== SUPPLIED RECORDS
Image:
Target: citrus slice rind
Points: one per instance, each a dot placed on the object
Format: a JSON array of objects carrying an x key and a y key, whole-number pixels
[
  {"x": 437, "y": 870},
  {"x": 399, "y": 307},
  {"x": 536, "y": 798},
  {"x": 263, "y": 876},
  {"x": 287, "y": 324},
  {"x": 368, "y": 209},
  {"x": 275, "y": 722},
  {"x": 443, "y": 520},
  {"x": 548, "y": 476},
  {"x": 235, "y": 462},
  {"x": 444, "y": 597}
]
====
WHAT YOU ARE ASKED TO DO
Only these are to be transcribed: the line with "Points: one per" and every line after it through the last line of the entries, each exactly.

YOUR RESPONSE
Points: one per instance, each a dot placed on the object
Format: a JSON array of objects carrying an x key and a y key, whole-number pixels
[
  {"x": 437, "y": 870},
  {"x": 399, "y": 307},
  {"x": 536, "y": 798},
  {"x": 263, "y": 876},
  {"x": 287, "y": 324},
  {"x": 368, "y": 209},
  {"x": 275, "y": 722},
  {"x": 443, "y": 520},
  {"x": 548, "y": 476},
  {"x": 235, "y": 462},
  {"x": 444, "y": 597}
]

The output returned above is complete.